• Exercise task: Reproduce every item below word for word, omitting the pictures.

• Supplied records:
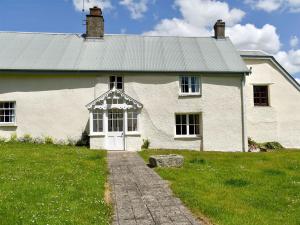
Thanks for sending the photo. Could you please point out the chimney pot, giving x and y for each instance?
(219, 28)
(95, 23)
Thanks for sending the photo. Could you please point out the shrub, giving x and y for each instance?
(13, 137)
(252, 145)
(49, 140)
(38, 140)
(71, 142)
(2, 139)
(26, 138)
(84, 140)
(146, 144)
(273, 145)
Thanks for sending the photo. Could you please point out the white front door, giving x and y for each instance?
(115, 130)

• Solution to this problem:
Thanks for sending the photo. Could you please point out the chimney pot, giving x and y for each instance?
(219, 28)
(95, 23)
Thanks for sending the photo. Could you please point out the shrub, giving x and y for each instance?
(13, 137)
(252, 145)
(49, 140)
(38, 140)
(71, 142)
(2, 139)
(26, 138)
(84, 140)
(146, 144)
(273, 145)
Thanks for sending the photo. Could you please point out the white front door, giving x and y for each instance?
(115, 130)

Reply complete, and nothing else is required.